>> begin
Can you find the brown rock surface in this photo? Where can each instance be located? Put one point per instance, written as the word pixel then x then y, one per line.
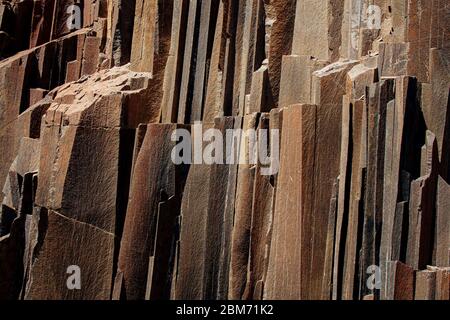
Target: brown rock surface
pixel 352 186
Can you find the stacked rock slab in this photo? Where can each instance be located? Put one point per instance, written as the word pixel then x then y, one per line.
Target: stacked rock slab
pixel 96 95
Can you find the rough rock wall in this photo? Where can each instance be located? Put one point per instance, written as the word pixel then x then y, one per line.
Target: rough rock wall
pixel 357 89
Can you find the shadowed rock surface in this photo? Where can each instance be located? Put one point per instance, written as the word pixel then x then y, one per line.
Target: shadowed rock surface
pixel 93 91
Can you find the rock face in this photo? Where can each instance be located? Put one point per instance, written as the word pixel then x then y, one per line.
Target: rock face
pixel 352 98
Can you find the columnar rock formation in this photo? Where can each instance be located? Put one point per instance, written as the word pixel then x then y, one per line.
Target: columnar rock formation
pixel 93 91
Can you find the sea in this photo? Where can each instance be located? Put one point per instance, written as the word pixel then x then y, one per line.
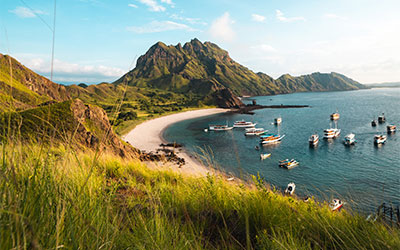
>> end
▸ What the exercise asks
Please set out every line of the listing above as a numbered list, skipping any blank lines and leaving the pictures out.

▸ Output of the exercise
1. Can you find the brown rock surface in this photo? Where can each instance be located? Put one point per instance, written as the word pixel then x then y, one per line.
2. Target: brown rock surface
3. pixel 352 186
4. Can you find the stacked rock slab in this photo? Where can each instance be located? Put one point per instance, written as the word pixel then x then y, one per line.
5. Target: stacked rock slab
6. pixel 96 95
7. Can you find the rough rock wall in this photo? Where can each instance be located? Put one point per instance, written as the word pixel then x then y, one per line.
8. Target: rough rock wall
9. pixel 357 89
10. Can you find the shadowed rock surface in this photo? Where can each instance be located? Put one point per instance, written as the word pixel then x then y, one per line.
11. Target: shadowed rock surface
12. pixel 93 91
13. Can you find the rock face in this photo? Where can each instance be located? Put one point per instance, written as the word pixel then x then y, one per line.
14. Target: rock face
15. pixel 352 98
16. Can you find the columnar rock formation in this photo? Where can each instance be located? Put one point per instance, written as the word pixel then x then y, one per line.
17. Target: columnar rock formation
18. pixel 93 91
19. Can you find the sea in this photo? Where can each instance be located? Put one point per instance, written as the word pixel then x then y, one per line.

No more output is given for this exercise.